**Petunjuk Tugas:**
- 1) Menurut tulisan tentang memilih pasangan hidup, apa arti ungkapan Madura “le mele”?
- 2) Teruskan tulisan tentang alasan memilih pasangan hidup, dimulai setelah kalimat terakhir yang tercantum.

**Teks Kutipan:**
——
Salah satu anggapan sebagian masyarakat Madura terhadap laki-laki atau perempuan yang sudah berumur lebih dari 25 tahun (bahkan lebih) dan belum menikah adalah karena mereka “le mele”, alias terlalu memilih atau selektif dalam memilih pasangan hidupnya. Anggapan tersebut tidak senada dengan ungkapan seorang budayaean, Sujiwo Tejo yang mengatakan bahwa, “Kita tidak bisa memilikih dengan siapa kita jatuh cinta, tapi kita bisa memilih dengan siapa kita menikah”, dimana ungkapan tersebut selaras dengan hadis Rasullulah yang berbunyi, \”Carilah pasangan karena 4 hal: karena hartanya, karena kedudukannya, karena parasnya dan karena agamanya. Maka hendaklah kamu pilih karena agamanya (keislamannya), sebab kalau tidak demikian, niscaya kamu akan merugi.\” (HR Muslim)
Nah pertanyaannya, mengapa menikah itu harus memilih?
Mari kita bahas satu persatu berdasarkan penjelasan beberapa ahli. Menurut Sosiolog Dr. Novi Kamalia, ada dua alasan mengapa kita harus ‘le mele’ pasangan hidup. Pertama, karena sejatinya pernikahan itu adalah saling ngobrol atau berkomunikasi. Ngobrol tentang rumah, anak, pekerjaan, keuangan, orangtua-mertua, tetangga, maupun tentang hubungan seksual, untuk itu perlu kiranya mencari atau memilih pasangan yang bisa diajak ngobrol. Jika sejak awal ngobrolnya saja tidak nyambung, maka akan berpotensi mengancam kelanggengan rumah tangga, karena banyak persoalan rumah tangga yang bisa (atau bahkan hanya bisa) diselelsaikan dengan cara ‘ngobrol’.
Maksud dari istilah ‘nyambung’ disini bukan berarti harus setara atau memiliki cara berpikir yang sama, akan tetapi harus saling menghargai satu sama lain. Menghargai apa yang disampaikan oleh masing-masing pasangan dengan saling mendengarkan dan memberi kesempatan untuk mengemukakan pendapatnya, sebab ‘ngobrol’ atau berkomunikasi dalam sebuah pernikahan bukan ruang kelas yang berisi debat teori. Maka salah besar jika sebagian masyarakat yang menganggap bahwa ‘nyambungnya’ sebuah obrolan atau komunikasi ditentukan oleh tingkat pendidikan seseorang, melainkan didasari oleh kedalaman pengalamannya.
——
**Kutipan Entri:**
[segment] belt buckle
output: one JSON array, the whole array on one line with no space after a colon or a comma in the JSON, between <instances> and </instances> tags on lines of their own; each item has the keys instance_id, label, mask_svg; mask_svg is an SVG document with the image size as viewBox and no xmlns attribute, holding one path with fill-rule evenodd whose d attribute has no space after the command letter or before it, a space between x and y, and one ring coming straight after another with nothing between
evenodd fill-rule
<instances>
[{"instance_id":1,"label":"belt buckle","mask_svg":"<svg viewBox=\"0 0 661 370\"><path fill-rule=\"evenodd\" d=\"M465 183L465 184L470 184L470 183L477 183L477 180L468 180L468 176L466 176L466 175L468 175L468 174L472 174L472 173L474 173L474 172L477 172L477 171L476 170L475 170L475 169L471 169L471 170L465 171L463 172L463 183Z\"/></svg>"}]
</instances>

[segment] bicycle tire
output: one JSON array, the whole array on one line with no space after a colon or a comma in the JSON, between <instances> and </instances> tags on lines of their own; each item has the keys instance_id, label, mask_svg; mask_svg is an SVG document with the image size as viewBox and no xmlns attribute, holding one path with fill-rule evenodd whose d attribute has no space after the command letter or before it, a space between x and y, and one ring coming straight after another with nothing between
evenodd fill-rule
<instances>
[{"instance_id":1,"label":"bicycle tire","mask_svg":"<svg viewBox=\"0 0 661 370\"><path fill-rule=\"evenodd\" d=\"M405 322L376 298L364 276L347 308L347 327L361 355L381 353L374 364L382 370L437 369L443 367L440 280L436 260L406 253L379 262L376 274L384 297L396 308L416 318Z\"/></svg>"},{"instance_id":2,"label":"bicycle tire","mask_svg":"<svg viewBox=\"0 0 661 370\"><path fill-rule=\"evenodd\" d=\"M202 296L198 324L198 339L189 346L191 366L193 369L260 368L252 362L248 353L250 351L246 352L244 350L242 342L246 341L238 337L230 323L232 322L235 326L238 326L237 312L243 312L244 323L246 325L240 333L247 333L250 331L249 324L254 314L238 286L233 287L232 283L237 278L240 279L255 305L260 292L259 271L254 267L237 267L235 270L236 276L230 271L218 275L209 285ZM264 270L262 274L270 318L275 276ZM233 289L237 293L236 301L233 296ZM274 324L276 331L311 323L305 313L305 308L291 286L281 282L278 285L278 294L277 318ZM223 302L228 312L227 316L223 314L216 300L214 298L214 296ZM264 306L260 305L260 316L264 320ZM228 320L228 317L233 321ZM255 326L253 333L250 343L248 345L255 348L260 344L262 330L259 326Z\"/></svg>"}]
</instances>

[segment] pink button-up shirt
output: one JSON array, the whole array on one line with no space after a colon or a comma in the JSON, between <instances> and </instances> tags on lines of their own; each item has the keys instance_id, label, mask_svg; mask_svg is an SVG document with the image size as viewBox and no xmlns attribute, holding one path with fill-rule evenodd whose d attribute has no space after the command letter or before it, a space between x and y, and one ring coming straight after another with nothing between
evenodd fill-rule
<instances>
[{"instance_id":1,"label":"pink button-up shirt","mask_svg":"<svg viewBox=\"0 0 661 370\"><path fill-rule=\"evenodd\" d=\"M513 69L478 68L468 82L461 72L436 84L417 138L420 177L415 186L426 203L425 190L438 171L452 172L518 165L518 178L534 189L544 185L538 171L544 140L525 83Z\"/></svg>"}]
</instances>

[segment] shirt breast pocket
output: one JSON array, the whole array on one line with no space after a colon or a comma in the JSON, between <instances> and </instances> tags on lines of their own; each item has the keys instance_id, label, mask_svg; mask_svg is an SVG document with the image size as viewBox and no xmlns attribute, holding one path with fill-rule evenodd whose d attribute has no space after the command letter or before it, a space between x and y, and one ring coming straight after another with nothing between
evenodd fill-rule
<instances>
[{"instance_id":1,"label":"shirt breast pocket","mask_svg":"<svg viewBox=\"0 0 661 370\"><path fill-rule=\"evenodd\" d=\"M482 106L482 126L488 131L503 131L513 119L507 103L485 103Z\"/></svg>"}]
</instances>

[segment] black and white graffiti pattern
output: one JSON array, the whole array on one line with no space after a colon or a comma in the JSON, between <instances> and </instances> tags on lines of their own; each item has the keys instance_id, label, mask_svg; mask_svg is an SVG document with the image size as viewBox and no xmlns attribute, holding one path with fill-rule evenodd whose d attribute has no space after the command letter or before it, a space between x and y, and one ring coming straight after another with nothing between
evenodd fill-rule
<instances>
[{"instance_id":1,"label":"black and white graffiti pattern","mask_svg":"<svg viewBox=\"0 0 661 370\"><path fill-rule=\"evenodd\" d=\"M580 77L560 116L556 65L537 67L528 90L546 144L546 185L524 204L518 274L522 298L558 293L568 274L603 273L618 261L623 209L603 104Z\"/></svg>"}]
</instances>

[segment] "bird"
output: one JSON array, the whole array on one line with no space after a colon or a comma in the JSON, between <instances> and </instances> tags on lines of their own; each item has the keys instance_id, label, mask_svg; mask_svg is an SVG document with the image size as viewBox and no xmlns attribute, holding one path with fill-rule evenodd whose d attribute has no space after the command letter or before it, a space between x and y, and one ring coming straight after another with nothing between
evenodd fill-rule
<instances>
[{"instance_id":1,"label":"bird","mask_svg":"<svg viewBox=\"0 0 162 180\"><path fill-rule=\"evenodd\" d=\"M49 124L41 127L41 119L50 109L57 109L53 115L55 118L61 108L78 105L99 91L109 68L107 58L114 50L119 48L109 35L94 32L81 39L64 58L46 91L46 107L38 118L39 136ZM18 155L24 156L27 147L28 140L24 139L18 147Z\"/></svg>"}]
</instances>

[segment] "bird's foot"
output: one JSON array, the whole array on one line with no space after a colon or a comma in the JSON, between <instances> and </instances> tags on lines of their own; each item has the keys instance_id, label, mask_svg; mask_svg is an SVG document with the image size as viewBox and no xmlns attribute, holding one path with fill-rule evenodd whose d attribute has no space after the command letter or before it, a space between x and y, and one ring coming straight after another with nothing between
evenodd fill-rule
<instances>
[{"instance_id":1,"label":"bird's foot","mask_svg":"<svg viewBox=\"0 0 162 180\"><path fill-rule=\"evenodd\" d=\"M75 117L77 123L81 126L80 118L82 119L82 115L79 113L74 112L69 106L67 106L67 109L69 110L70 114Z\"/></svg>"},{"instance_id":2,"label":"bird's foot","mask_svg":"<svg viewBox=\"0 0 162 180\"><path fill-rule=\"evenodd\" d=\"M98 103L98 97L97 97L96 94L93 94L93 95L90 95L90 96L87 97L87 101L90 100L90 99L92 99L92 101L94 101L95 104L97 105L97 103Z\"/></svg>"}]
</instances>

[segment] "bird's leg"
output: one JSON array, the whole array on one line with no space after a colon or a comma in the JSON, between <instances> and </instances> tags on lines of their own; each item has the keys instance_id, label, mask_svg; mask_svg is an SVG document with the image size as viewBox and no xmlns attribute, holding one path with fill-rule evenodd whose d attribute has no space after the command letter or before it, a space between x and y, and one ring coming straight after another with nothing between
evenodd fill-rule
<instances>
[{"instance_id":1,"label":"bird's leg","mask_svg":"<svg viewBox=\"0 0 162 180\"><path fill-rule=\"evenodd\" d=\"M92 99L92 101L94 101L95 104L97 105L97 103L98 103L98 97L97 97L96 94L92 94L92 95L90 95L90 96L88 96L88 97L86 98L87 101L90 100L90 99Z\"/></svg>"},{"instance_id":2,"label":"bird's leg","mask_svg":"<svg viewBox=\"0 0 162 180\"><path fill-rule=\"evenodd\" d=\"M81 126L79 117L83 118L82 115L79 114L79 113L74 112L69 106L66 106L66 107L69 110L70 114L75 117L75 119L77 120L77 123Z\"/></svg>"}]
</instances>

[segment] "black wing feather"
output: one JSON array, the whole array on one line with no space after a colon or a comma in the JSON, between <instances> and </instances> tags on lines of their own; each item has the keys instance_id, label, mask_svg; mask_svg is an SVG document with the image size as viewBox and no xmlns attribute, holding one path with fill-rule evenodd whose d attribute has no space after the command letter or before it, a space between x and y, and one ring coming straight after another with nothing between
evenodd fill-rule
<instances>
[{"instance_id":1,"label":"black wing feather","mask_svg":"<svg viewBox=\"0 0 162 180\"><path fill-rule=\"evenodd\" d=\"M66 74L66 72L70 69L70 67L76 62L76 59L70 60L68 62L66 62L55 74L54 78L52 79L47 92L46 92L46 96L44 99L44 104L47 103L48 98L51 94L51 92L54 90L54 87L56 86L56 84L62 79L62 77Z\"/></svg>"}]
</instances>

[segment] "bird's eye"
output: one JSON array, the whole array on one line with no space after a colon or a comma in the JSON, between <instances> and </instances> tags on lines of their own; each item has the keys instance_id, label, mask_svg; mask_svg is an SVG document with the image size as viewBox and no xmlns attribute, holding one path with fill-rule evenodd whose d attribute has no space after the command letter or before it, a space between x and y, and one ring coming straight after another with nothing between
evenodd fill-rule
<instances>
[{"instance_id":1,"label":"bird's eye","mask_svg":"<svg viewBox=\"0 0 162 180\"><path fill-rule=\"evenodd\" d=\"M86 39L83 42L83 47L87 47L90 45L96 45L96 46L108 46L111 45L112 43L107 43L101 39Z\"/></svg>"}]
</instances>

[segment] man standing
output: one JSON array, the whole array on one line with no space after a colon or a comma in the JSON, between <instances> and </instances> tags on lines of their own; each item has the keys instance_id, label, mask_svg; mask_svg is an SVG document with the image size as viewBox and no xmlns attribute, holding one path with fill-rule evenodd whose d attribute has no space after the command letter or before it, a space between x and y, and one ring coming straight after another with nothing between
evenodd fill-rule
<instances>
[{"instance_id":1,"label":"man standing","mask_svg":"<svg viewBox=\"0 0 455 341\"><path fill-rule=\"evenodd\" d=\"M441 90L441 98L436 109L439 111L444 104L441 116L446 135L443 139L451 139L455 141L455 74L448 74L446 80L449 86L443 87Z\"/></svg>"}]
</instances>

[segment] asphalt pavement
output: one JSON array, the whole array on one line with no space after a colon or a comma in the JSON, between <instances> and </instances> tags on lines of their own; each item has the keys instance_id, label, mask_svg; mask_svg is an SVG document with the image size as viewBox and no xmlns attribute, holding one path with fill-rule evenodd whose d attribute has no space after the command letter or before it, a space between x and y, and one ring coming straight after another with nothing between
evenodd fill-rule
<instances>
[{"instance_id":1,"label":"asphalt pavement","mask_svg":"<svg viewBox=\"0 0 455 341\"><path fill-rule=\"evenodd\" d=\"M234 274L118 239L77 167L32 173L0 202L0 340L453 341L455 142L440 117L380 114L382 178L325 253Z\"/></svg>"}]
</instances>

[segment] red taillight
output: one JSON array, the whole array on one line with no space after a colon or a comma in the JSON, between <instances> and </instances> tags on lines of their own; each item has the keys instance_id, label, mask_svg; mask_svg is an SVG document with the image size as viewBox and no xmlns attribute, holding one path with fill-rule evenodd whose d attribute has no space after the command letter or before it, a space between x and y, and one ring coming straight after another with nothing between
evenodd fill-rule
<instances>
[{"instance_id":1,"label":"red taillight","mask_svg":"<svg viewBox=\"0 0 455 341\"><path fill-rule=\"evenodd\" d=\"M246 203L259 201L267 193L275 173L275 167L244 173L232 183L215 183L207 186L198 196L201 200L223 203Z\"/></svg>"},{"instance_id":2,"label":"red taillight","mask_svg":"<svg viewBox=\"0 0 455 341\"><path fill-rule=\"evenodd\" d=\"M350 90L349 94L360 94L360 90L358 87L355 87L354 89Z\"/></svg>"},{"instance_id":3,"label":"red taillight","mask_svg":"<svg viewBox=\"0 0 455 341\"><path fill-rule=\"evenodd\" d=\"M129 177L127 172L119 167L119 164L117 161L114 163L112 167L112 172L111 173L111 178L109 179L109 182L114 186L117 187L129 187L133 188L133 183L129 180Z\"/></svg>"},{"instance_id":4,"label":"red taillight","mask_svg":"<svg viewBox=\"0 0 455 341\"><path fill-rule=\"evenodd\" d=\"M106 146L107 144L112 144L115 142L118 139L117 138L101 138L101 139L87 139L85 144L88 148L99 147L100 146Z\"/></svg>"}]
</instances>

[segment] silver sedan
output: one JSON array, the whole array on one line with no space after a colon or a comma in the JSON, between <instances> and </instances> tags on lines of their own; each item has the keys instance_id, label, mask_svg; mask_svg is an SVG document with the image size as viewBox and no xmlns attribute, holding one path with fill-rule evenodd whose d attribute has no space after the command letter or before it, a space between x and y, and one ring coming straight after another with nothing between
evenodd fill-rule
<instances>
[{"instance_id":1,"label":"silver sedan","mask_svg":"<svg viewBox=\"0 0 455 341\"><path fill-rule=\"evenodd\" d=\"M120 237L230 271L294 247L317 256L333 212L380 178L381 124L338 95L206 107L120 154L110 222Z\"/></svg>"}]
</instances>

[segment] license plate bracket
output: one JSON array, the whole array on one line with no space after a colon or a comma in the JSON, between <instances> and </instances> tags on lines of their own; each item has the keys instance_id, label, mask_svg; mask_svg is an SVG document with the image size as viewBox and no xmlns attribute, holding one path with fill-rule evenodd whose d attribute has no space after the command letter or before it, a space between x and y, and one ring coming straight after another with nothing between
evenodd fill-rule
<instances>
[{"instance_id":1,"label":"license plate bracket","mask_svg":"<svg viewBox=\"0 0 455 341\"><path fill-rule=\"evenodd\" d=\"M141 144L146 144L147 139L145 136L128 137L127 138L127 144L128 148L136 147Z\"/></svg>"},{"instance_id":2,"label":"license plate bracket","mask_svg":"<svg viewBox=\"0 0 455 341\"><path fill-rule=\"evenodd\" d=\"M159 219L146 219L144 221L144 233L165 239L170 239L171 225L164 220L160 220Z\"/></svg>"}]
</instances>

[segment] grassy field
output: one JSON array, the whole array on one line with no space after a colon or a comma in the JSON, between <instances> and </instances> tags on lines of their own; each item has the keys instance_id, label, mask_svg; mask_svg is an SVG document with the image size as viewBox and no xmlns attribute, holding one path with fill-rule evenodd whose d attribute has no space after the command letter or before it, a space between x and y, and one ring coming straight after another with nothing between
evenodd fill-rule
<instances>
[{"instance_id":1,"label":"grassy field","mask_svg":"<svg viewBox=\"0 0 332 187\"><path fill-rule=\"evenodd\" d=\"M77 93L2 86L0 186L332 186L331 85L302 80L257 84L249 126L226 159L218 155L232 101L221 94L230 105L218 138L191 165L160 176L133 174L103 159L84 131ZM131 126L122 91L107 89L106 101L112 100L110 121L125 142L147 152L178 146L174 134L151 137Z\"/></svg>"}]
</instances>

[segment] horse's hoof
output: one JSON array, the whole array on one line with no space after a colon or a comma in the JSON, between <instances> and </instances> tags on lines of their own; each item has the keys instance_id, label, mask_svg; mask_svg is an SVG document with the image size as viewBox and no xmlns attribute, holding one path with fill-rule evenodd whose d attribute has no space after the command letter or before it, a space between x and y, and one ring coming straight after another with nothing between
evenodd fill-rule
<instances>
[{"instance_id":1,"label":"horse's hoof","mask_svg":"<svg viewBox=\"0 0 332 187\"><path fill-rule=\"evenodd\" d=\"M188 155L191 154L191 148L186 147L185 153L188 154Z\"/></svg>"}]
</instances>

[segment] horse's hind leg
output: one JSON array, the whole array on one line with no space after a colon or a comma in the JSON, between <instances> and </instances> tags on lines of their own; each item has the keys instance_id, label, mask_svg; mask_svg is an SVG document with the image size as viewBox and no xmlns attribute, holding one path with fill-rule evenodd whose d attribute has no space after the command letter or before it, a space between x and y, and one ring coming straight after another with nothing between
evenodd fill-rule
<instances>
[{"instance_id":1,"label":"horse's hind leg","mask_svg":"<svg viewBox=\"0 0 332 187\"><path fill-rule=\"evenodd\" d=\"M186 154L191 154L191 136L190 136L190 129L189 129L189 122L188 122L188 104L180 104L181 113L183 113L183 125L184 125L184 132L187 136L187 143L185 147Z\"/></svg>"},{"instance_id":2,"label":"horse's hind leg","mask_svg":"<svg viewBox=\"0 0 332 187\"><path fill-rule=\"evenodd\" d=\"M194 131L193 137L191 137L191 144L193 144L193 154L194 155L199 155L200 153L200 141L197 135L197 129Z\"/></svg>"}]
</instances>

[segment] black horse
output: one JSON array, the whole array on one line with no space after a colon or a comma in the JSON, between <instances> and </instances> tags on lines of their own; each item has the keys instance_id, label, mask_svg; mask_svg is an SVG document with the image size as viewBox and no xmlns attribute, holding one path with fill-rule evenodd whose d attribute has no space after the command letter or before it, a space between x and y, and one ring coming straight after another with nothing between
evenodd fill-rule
——
**Jawaban Setiap Tugas:**
- 1) Terlalu memilih atau selektif dalam memilih pasangan hidup.

- 2)
Seorang sosiolog Jurgen Habermas mengatakan bahwa komunikasi yang ideal adalah jika didalamnya terdapat kesiapan mental, baik itu terjadi pada pasangan suami istri, maupun dalam masyarakat. Yang dimaksud dengan kesiapan mental disini adalah jika subjek dan objek sama –sama tahu letak permasalahannya dan tahu bagaimana resiko yang akan ditanggungnya. Dimana hal tersebut ditentukan oleh pengalaman hidup seseorang bukan dari tingkat pendidikannya. Sebab seorang ulama besar, Imam al Ghazali mengatakan, bahwa puncaknya ilmu adalah pengalaman. Untuk itu perlu bekal yang cukup bagi seeorang sebelum menikah, dengan cara mencari pengalaman sebanyak-banyaknya, terutama pengalaman dalam kegagalan, kesedihan, kehilangan, dan kekalahan, yang kesemuanya adalah cara untuk melatih mental.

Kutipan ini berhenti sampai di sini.